PROVIDED MATERIAL
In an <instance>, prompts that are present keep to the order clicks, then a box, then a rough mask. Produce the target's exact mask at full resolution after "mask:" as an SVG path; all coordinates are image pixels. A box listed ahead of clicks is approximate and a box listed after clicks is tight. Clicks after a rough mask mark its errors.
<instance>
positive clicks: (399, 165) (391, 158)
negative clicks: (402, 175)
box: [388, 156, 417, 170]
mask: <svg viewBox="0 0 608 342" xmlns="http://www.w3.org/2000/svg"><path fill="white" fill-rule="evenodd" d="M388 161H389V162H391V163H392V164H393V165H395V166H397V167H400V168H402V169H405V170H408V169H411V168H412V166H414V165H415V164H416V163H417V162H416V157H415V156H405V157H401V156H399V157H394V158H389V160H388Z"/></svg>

==

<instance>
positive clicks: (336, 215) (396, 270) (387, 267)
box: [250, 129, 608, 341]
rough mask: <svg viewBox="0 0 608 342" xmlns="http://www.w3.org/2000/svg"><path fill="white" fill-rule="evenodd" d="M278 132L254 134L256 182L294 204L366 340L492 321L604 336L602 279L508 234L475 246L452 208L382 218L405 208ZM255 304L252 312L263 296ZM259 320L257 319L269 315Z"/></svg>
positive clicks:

---

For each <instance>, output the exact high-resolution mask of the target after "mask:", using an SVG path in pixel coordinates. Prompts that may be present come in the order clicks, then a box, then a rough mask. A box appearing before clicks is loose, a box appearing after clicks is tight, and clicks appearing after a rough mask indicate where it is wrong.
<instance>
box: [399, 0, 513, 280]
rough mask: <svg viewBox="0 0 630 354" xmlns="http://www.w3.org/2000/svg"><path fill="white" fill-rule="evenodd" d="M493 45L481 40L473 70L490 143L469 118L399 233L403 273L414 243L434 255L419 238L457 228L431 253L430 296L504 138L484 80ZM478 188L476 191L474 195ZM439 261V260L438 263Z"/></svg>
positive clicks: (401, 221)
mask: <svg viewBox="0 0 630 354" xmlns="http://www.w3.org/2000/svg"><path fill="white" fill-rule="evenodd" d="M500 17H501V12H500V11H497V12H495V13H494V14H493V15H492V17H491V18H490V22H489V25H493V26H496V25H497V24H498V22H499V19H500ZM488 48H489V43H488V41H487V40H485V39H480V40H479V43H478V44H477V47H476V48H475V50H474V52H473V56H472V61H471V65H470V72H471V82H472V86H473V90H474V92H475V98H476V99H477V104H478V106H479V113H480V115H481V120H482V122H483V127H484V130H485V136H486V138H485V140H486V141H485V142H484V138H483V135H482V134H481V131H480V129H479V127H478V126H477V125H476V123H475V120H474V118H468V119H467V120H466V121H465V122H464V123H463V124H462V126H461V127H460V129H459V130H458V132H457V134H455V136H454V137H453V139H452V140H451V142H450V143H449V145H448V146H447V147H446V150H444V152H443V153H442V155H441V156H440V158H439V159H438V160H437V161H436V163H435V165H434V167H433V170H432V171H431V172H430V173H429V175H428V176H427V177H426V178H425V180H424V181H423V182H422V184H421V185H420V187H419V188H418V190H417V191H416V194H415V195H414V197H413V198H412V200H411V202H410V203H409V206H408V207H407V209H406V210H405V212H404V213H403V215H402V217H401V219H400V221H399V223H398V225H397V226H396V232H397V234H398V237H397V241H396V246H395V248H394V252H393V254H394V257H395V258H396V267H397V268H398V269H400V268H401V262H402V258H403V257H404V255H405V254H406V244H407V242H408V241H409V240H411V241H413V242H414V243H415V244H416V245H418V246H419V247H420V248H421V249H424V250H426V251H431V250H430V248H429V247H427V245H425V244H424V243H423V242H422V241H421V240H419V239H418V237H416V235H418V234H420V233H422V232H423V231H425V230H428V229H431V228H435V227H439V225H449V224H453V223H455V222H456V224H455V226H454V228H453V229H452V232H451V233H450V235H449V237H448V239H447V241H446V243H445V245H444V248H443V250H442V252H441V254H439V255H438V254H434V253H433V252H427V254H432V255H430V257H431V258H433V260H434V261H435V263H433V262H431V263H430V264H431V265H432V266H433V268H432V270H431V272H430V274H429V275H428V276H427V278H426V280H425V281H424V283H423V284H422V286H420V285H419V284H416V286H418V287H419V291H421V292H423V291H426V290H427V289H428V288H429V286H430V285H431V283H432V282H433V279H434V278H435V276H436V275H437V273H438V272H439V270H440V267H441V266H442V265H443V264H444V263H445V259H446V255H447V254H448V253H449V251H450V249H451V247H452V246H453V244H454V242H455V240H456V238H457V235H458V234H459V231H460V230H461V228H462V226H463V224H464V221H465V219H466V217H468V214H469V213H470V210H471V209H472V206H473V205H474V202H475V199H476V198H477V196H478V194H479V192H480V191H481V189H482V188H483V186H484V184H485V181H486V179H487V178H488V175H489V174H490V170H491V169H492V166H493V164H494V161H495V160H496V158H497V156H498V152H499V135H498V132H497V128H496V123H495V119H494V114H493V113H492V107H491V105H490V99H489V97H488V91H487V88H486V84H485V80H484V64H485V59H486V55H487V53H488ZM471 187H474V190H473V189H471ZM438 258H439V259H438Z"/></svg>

TO DO
Can you output the part of the listing that opens with the line containing "In an <instance>, prompts" and closes with the line containing "box: [388, 156, 417, 170]", reproducing each line unchanged?

SOLVED EXERCISE
In an <instance>, prompts that are present keep to the order clicks, then a box, then a rough mask. Produce the target's exact mask at full resolution after "mask:" as an SVG path; all coordinates are image pixels. A box listed ahead of clicks is approximate and a box listed after clicks is tight. Clicks after a rough mask mark its errors.
<instance>
positive clicks: (399, 165) (391, 158)
negative clicks: (402, 175)
box: [388, 156, 417, 170]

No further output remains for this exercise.